◆ Trecho do texto ◆
◆ ◆ ◆ ◆ ◆

15/11/2015

Literatura de viagem

LEITURA CRÍTICA ––––––––––––––––––––––––––––––––––––––––––––––––––––––––––––––––– Cid Seixas

Literatura de viagem



 “Lá, deslumbrado pelo sol da civilização. Aqui, sepultados nas trevas da barbaria.
Como estamos afastados do mundo! Que distância enorme
nos separa do século XIX!”
Leite Moraes


            Embora apontado por Rubens Borba de Moraes como um dos nossos melhores livros de viagem, o volume publicado em 1883 teve o mesmo destino de centenas de obras que caíram no esquecimento. Não fosse o autor avô do escritor Mário de Andrade, talvez a sua obra ainda estivesse perdida entre publicações menores.
            Borba de Moraes publicou, em 1979, o livro Lembranças de Mário de Andrade, contendo sete cartas; na introdução dedica algumas palavras ao autor destes Apontamentos de viagem. As referências elogiosas despertaram a atenção de Antônio Cândido que considera Rubens Borba de Moraes como a maior autoridade em literatura de viagens no Brasil. Foram provavelmente estas circunstâncias que permitiram aos estudiosos da literatura brasileira o acesso fácil ao livro de J. A. Leite de Morais, agora editado pela Companhia das Letras, com estudo introdutório, cronologia e notas de Antônio Cândido.
            Mas não se trata de leitura destinada apenas aos especialistas. O livro constitui fonte de informação e, sobretudo, de prazer, pela narrativa ágil e viva do autor, pelo domínio da escrita, exercitada sem os arroubos emocionais do romantismo. Diria mesmo que o texto ultrapassa as marcas que se tornaram índices caricaturais do Século XIX e se inscreve com notável atualidade entre a nossa melhor prosa. Não esqueçamos que os bacharéis do século passado se compraziam com os arroubos de uma sintaxe alambicada, onde o tonitroar da retórica florida ou os ingênuos queixumes substituíam o encanto da sugestão e do bem dizer.

◆ ◆ ◆ ◆ ◆

◆ Exercício escrito ◆
Reproduza fielmente a passagem do texto sobre literatura de viagem que começa em "Leite Moraes" e termina em "entre publicações menores.". O material é independente do texto acima.

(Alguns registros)
◆ ◆ ◆ ◆ ◆

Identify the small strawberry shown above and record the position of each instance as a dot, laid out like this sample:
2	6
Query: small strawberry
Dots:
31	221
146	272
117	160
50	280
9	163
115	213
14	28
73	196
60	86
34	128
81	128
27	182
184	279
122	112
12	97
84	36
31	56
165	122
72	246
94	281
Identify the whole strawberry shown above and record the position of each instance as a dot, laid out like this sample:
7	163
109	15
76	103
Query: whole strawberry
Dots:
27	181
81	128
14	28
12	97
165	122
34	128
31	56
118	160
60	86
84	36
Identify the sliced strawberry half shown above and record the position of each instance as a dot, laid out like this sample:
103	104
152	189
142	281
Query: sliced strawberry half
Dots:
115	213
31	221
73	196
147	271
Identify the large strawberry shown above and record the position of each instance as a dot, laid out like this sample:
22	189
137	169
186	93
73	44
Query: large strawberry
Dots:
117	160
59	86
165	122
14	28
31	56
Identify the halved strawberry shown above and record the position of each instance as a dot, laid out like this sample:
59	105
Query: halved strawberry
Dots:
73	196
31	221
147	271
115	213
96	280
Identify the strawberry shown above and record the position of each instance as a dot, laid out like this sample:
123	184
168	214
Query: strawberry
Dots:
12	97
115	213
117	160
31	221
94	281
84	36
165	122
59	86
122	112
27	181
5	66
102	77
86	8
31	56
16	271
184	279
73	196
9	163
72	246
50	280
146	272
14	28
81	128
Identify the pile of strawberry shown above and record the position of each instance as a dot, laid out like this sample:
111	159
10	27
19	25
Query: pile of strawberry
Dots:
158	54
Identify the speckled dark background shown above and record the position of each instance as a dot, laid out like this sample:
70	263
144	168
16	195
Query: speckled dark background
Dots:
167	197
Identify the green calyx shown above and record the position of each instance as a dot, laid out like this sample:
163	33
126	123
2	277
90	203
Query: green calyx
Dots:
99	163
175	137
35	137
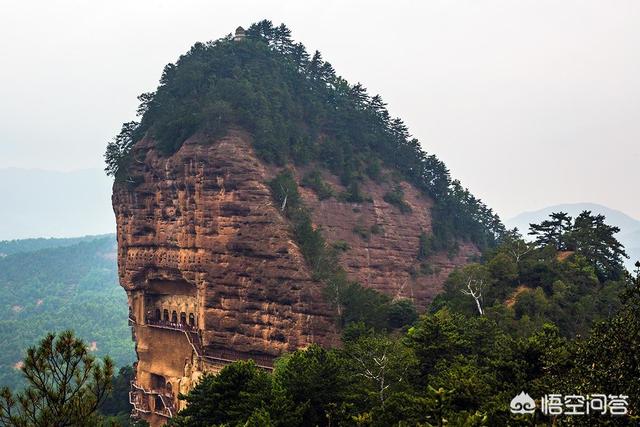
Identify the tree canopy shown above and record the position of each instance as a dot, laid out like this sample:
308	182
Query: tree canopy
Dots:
298	110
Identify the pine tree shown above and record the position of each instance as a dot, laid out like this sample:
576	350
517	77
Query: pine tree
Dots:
65	385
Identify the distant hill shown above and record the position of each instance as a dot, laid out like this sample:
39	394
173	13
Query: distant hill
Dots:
10	247
629	234
57	204
73	285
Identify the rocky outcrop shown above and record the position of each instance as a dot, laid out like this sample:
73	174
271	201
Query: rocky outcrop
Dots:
383	241
213	275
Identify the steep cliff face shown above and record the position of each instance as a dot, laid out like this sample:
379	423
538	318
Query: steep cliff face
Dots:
213	274
203	220
383	241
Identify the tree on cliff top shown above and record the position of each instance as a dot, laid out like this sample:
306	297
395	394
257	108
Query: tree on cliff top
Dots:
298	110
65	385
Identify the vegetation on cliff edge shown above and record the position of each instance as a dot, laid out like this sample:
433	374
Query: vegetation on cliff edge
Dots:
298	110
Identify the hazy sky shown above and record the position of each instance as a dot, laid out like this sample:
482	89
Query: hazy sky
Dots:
529	103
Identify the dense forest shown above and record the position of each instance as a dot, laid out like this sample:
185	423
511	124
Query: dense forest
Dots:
558	315
57	284
298	110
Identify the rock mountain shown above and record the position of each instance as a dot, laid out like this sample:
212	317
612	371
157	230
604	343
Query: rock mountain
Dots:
214	268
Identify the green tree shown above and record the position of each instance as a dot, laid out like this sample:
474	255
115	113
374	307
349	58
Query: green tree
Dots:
232	396
65	385
552	231
592	238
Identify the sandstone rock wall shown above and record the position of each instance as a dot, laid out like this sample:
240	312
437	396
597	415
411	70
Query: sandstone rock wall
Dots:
213	275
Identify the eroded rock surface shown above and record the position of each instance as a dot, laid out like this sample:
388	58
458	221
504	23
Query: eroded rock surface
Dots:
212	272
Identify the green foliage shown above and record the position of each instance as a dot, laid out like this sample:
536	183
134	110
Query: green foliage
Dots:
65	385
10	247
552	231
589	236
455	367
298	110
313	380
340	245
526	286
71	286
232	396
396	198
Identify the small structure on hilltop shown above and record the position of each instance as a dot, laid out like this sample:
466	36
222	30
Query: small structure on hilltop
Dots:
240	34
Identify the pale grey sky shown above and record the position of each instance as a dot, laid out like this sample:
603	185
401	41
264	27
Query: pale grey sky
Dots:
529	103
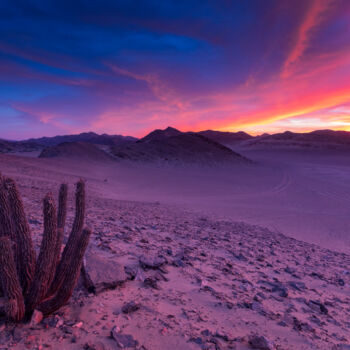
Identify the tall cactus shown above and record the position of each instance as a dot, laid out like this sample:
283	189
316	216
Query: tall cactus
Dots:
45	283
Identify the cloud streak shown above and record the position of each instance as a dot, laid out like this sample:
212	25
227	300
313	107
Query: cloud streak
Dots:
121	70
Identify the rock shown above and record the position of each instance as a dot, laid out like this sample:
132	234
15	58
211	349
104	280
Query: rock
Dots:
140	276
130	307
300	286
151	282
94	346
37	317
341	347
317	306
147	262
102	271
123	340
260	343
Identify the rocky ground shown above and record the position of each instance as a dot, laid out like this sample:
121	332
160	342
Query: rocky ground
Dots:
164	278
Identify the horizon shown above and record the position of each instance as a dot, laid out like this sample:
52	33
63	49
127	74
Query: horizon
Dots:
126	69
182	131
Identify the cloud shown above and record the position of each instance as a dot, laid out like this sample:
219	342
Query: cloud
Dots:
313	18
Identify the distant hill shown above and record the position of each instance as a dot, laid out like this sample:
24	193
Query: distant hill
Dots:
18	146
89	137
173	146
159	134
327	139
226	138
76	150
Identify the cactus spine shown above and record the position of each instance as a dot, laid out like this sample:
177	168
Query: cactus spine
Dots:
45	283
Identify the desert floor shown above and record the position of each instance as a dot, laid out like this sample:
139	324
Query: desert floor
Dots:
214	258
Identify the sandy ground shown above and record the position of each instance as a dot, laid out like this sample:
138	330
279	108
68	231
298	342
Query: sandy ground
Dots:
221	281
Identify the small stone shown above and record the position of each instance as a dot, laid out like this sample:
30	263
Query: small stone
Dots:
151	262
37	317
123	340
151	282
260	342
130	307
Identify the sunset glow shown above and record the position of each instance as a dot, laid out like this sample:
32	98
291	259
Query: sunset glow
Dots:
127	68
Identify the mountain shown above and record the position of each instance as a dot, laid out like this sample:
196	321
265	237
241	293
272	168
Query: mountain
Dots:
18	146
326	139
76	150
159	134
226	138
173	146
89	137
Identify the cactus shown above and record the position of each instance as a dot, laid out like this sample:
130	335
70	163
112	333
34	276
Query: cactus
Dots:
45	283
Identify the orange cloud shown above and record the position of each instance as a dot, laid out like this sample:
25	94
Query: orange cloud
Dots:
313	18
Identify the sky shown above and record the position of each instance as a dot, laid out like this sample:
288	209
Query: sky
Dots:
128	67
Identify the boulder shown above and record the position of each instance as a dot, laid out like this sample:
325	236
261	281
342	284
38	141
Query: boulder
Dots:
102	271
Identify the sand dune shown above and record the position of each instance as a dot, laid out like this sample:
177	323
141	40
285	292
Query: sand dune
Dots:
172	146
78	150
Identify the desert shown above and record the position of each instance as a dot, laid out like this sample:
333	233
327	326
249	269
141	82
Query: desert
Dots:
175	175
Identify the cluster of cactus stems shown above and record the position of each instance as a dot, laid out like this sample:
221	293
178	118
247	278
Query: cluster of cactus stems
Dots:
46	282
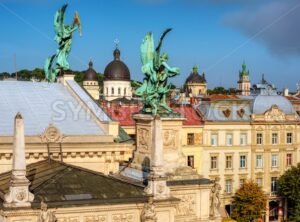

◆ ◆ ◆ ◆ ◆

◆ Resposta final ◆
Leite Moraes


            Embora apontado por Rubens Borba de Moraes como um dos nossos melhores livros de viagem, o volume publicado em 1883 teve o mesmo destino de centenas de obras que caíram no esquecimento. Não fosse o autor avô do escritor Mário de Andrade, talvez a sua obra ainda estivesse perdida entre publicações menores.